Give the data from the line containing "find the recessed" through the line containing "76 57 128 129", inclusive, as a Markdown table with the columns Row and Line. Each Row entry numbers its line, and blank lines are omitted.

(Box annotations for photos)

-------------------------

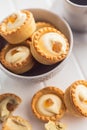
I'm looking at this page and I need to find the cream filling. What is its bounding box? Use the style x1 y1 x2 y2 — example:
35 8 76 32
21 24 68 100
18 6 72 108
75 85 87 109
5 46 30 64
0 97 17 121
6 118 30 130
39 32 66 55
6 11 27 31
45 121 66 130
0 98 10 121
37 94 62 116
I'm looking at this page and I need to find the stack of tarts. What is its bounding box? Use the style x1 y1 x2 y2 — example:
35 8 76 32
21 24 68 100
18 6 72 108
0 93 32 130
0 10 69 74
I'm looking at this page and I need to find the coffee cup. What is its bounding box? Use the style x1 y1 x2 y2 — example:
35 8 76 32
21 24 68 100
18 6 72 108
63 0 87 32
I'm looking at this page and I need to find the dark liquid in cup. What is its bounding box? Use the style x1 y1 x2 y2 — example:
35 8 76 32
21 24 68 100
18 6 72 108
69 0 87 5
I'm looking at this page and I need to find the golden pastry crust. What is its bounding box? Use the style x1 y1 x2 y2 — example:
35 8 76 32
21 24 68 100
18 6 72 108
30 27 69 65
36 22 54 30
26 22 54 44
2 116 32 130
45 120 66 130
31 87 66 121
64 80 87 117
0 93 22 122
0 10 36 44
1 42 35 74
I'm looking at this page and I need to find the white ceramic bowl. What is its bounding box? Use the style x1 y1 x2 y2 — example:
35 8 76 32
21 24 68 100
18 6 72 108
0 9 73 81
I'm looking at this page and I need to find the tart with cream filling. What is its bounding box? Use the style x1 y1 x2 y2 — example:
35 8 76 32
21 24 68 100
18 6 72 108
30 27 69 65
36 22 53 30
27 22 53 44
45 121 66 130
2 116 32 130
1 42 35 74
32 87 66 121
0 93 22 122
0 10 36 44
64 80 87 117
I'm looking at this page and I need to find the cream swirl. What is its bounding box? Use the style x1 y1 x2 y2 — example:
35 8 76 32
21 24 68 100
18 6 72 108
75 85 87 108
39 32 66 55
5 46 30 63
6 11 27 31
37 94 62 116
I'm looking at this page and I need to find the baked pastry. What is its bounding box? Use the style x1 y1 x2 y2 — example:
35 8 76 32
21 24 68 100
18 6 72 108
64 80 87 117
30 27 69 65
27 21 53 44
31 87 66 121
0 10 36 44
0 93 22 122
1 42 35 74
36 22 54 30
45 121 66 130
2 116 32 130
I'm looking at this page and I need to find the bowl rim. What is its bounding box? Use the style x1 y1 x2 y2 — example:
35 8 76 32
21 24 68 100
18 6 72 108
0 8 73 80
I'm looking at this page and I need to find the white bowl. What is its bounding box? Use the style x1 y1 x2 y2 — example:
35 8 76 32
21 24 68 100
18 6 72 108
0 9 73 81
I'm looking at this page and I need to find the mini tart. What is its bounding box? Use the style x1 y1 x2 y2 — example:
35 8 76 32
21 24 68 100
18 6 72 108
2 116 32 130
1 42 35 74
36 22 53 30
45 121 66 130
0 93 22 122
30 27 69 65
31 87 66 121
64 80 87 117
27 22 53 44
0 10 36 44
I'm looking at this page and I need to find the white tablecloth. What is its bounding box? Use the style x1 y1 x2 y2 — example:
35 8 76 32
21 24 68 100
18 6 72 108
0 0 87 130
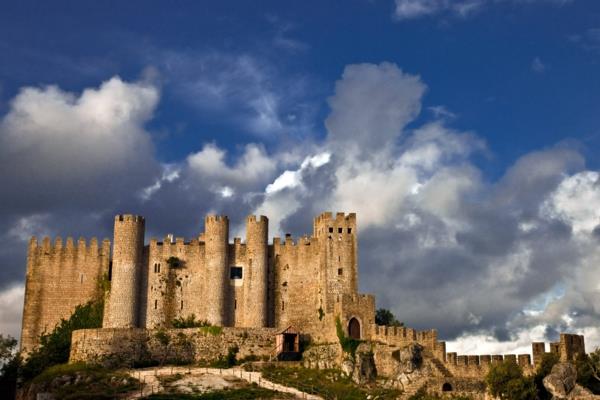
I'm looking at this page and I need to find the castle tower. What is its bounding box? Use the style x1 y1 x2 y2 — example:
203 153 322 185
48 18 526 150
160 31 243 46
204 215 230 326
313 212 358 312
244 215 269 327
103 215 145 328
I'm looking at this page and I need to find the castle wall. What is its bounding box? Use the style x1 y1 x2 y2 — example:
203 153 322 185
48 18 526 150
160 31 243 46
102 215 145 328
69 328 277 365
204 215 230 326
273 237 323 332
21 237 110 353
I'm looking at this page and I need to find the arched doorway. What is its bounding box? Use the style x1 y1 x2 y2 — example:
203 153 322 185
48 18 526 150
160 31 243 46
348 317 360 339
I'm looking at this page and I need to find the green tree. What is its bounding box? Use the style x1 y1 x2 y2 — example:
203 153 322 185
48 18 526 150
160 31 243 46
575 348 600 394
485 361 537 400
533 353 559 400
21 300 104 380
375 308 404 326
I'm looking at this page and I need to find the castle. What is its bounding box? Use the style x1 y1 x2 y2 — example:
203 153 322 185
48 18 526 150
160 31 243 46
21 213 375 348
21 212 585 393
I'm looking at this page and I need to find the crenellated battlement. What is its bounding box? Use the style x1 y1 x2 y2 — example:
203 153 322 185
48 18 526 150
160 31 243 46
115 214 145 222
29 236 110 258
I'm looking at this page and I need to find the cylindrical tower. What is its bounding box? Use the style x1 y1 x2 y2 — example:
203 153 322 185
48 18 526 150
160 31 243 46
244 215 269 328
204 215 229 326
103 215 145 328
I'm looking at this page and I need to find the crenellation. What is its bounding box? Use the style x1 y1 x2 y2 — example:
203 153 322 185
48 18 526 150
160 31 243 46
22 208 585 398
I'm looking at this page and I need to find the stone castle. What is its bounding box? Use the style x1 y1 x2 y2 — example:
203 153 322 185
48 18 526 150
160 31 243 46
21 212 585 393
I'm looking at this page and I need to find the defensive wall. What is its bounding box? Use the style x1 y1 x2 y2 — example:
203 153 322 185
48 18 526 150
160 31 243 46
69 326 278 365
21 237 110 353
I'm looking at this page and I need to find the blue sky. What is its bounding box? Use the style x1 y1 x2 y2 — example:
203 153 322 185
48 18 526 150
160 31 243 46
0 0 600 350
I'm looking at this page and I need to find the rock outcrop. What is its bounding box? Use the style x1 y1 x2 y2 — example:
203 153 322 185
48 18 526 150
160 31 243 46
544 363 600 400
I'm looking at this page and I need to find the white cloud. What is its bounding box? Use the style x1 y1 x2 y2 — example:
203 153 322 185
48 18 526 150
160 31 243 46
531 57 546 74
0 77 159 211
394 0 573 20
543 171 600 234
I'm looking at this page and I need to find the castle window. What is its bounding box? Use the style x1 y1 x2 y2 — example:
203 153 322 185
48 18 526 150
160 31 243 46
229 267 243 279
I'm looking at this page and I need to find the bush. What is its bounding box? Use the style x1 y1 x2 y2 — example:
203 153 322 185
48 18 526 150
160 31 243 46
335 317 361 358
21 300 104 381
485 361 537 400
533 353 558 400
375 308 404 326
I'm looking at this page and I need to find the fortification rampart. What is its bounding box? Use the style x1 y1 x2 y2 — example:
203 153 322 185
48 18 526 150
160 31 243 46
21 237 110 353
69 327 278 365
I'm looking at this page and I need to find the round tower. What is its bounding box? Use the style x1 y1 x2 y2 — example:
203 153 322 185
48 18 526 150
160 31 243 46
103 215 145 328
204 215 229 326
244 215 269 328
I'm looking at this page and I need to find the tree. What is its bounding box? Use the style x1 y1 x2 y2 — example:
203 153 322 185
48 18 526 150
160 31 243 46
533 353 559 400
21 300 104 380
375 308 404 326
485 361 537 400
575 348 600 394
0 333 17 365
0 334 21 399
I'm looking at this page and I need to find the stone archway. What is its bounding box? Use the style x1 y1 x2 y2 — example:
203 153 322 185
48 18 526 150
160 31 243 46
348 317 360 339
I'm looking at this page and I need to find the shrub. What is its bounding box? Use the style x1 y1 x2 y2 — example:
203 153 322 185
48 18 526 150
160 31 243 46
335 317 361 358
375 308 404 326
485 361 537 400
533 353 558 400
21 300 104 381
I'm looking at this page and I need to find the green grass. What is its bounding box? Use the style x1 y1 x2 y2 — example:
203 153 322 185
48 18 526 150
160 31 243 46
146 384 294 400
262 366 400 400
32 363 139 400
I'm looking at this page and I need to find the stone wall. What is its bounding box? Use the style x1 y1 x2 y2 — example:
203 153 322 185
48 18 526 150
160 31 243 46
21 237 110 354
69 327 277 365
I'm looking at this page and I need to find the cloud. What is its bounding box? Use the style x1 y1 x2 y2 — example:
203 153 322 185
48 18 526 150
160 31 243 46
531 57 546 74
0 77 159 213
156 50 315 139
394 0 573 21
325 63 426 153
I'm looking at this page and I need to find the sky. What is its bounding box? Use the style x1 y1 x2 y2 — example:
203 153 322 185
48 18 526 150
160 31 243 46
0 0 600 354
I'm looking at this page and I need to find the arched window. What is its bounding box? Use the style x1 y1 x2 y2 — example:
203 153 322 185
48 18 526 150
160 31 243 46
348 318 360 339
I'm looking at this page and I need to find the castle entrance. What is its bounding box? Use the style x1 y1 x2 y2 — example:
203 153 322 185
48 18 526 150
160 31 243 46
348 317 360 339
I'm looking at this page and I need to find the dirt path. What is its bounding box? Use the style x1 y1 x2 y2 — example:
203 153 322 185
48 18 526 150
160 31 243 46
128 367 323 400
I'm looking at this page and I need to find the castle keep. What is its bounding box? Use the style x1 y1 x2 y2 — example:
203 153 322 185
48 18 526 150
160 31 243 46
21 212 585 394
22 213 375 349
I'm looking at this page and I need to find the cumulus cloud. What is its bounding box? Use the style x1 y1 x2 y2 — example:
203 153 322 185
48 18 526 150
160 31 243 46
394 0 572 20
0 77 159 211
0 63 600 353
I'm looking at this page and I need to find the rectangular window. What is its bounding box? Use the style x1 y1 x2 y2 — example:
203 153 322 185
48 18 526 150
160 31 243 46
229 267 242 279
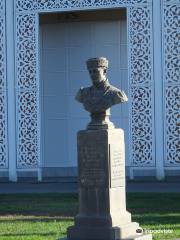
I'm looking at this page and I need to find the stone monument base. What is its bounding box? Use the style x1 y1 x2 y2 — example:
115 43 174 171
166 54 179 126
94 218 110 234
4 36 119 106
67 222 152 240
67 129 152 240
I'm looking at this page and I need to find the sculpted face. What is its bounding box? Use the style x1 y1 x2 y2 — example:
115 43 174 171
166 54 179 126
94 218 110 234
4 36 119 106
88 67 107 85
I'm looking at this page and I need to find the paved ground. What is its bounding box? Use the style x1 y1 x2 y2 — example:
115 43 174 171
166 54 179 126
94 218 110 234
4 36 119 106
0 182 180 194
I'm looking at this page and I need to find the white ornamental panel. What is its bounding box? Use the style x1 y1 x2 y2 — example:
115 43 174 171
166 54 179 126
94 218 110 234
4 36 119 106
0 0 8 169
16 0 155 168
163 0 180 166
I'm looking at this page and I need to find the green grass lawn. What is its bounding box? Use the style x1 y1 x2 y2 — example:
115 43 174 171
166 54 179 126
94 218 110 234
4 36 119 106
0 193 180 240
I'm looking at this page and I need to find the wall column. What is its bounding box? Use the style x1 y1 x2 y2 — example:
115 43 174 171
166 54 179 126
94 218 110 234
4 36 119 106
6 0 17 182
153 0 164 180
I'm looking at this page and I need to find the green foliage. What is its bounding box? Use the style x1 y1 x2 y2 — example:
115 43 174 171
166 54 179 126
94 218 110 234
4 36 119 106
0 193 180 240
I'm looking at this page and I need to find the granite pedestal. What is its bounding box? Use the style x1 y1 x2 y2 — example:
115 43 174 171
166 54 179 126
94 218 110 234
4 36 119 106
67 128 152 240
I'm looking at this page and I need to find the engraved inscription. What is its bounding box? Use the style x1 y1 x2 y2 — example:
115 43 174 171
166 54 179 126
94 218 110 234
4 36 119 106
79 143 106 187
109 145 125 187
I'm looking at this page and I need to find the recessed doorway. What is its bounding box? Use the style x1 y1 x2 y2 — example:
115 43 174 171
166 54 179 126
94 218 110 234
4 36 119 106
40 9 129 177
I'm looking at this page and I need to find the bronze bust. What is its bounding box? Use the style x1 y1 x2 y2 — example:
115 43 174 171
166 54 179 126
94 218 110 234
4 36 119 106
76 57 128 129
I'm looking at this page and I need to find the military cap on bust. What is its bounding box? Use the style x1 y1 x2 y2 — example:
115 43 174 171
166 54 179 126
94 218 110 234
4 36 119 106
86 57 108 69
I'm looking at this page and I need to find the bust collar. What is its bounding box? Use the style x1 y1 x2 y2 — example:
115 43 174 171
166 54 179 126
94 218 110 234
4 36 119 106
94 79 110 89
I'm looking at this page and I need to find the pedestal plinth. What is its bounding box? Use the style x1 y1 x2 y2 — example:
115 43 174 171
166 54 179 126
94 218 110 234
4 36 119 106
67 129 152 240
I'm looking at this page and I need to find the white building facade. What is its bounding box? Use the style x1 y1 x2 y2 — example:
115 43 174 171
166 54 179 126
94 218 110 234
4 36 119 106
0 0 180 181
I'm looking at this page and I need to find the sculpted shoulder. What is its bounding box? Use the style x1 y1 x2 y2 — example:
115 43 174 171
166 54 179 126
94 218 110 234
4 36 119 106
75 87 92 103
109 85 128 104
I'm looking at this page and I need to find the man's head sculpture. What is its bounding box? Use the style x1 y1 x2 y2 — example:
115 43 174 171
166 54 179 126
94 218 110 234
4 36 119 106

-------------------------

SOLVED PROBLEM
| Row | Line |
|---|---|
| 1 | I'm looking at this page and I need to find the recessed doorway. What is its bounding box? Use the style x1 y1 x2 y2 — example: |
| 2 | 115 43 174 171 |
| 3 | 166 54 179 126 |
| 4 | 94 218 110 234 |
| 5 | 4 36 119 106 |
| 6 | 40 9 129 177 |
| 7 | I'm looking at this page and I need to find the bronze bust. What is its bounding box? Use the style x1 y1 x2 y2 — example: |
| 8 | 115 43 174 171 |
| 9 | 166 54 179 126 |
| 10 | 94 218 110 234 |
| 11 | 4 36 119 106 |
| 12 | 76 57 128 129 |